--- BEGIN ---
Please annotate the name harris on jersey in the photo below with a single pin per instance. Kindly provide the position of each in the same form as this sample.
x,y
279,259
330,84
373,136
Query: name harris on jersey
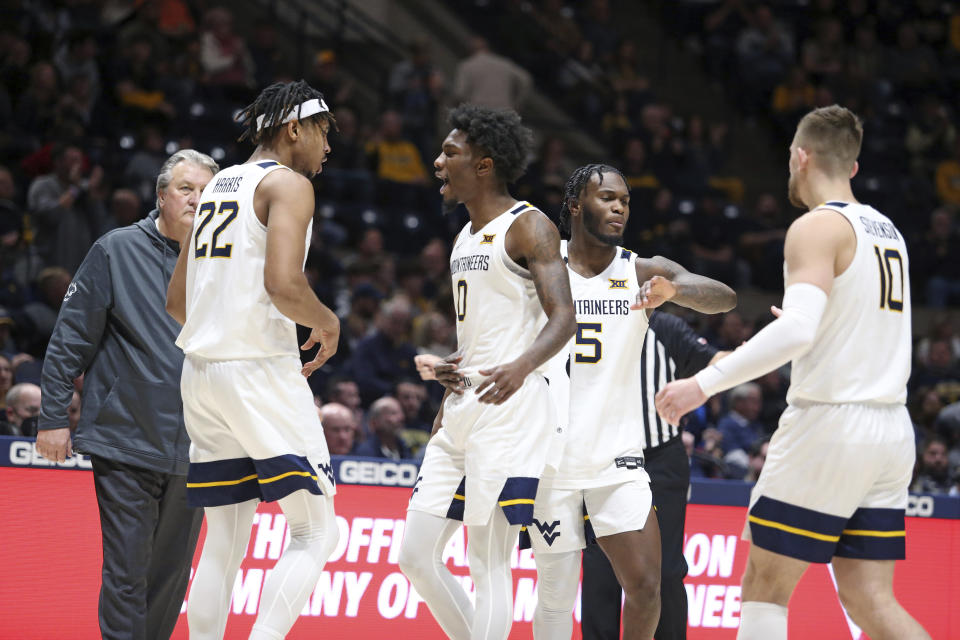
x,y
476,262
227,184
--- END ---
■ Work instructions
Copy the records above word for word, leaving out the pictures.

■ Result for this task
Please annotate the name harris on jersey in the photo below with a single pin per instance. Kindly provide the position of each in the same form as this sample.
x,y
279,259
330,84
373,136
Query: name harris on jersey
x,y
476,262
227,184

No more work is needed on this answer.